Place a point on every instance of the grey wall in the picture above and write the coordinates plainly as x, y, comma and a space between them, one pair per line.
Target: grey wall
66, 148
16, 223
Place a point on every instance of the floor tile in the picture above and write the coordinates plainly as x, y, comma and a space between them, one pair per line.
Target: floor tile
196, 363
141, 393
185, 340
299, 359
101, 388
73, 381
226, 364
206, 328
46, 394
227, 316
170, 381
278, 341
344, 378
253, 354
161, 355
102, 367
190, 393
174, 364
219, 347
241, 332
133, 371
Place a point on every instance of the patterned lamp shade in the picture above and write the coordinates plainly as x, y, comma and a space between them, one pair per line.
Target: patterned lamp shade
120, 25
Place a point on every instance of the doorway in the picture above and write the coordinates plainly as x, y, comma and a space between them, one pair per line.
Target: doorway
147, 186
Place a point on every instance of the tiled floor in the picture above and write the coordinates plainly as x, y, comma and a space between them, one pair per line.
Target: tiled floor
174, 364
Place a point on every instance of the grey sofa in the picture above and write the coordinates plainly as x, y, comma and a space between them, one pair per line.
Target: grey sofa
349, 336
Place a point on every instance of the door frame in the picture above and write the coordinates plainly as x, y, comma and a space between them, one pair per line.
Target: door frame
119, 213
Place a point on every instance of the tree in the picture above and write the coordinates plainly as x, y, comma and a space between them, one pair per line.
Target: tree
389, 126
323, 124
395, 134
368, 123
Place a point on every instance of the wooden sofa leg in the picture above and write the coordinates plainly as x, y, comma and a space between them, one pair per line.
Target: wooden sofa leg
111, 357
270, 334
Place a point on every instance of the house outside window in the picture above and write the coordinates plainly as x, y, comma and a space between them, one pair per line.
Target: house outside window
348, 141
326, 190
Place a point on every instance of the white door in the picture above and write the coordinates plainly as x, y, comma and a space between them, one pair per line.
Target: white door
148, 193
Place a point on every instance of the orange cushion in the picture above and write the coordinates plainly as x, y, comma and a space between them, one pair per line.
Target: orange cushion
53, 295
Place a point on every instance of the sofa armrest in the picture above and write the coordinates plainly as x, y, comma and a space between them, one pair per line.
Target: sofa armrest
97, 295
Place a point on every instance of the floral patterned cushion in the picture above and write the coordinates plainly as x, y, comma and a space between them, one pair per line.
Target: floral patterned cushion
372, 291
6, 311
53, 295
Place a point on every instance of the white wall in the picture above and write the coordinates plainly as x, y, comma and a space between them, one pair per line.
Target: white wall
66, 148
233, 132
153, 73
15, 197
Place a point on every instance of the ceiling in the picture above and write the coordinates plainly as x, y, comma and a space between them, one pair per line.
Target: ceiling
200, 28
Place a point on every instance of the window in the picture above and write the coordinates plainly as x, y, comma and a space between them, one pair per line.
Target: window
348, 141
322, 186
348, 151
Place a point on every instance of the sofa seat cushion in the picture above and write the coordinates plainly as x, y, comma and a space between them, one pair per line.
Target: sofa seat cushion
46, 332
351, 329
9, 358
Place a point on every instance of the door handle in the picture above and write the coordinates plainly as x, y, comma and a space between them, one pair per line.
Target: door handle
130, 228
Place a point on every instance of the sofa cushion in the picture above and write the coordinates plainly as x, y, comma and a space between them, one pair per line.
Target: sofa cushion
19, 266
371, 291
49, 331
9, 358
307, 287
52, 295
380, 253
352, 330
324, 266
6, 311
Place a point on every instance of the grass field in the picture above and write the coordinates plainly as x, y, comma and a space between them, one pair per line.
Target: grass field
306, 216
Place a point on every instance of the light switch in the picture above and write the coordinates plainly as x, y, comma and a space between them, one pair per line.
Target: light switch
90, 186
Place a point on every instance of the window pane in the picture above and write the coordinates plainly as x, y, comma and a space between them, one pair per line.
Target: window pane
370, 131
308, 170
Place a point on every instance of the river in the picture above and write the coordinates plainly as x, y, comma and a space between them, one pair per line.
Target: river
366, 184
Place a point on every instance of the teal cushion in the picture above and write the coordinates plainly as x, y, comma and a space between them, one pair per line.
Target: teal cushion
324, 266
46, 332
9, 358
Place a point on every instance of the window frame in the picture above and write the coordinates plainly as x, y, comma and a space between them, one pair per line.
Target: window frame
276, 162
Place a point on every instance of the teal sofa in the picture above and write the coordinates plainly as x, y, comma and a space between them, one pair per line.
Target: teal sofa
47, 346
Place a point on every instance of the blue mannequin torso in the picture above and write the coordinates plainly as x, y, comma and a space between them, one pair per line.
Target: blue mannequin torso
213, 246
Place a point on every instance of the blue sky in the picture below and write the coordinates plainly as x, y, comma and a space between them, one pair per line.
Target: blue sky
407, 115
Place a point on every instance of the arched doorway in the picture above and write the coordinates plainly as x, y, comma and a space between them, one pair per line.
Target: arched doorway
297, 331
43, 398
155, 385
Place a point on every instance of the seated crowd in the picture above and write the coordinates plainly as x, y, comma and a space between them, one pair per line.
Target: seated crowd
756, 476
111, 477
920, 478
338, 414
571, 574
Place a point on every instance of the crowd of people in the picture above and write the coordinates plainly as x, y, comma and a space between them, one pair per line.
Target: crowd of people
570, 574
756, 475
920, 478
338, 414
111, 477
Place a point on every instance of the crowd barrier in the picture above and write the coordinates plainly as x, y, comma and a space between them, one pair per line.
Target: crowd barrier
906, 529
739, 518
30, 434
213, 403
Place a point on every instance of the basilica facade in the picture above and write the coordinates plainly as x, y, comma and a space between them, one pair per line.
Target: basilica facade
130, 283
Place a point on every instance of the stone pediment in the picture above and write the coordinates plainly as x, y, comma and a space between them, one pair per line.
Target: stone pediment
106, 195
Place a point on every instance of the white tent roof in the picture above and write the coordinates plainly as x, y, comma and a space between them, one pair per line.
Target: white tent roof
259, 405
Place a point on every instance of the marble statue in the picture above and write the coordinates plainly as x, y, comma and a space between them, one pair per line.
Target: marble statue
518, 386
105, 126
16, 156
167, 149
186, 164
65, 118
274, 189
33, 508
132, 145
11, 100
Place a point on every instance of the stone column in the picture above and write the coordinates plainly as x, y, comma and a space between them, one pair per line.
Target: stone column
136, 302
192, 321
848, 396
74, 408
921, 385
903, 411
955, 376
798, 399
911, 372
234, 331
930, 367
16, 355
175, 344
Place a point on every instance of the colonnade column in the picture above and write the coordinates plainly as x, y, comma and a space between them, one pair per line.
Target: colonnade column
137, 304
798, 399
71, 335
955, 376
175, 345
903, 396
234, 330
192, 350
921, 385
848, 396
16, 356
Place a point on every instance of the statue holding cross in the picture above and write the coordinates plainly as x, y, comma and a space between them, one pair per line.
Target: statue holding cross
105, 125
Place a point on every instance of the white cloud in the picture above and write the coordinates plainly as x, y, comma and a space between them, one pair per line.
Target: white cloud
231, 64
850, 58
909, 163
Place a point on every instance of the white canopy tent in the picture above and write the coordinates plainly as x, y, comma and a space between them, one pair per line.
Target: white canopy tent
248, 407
--*--
What the task asks:
Everything from the line with "Place a point on every instance of the tiled" through the line with "Place a point on every instance of the wooden" in the listing above must be retyped exactly, with nothing added.

Exercise output:
Place a point on every instance of the tiled floor in the picture above and write the coordinates plainly as x, y, comma and a space between them, one pair per line.
Target: tiled floor
174, 364
Place a point on every instance of the grey sofa in the picture above and write the coordinates plainly as x, y, comma and a space between them, one pair per line.
Target: grey sofa
349, 336
Place a point on every instance of the door frame in the picture above and write the coordinates plainly as x, y, comma and a space between them, one pair per line.
Target: door frame
119, 213
Place a point on every instance of the tree in the picture above and write the coordinates plainly as x, y, comma and a space between them, one pair per line.
Target: tree
389, 126
323, 124
395, 134
368, 123
Place a point on every instance of the wooden sofa leg in the picture above and write the coordinates plainly as x, y, comma and a space between them, one pair per line.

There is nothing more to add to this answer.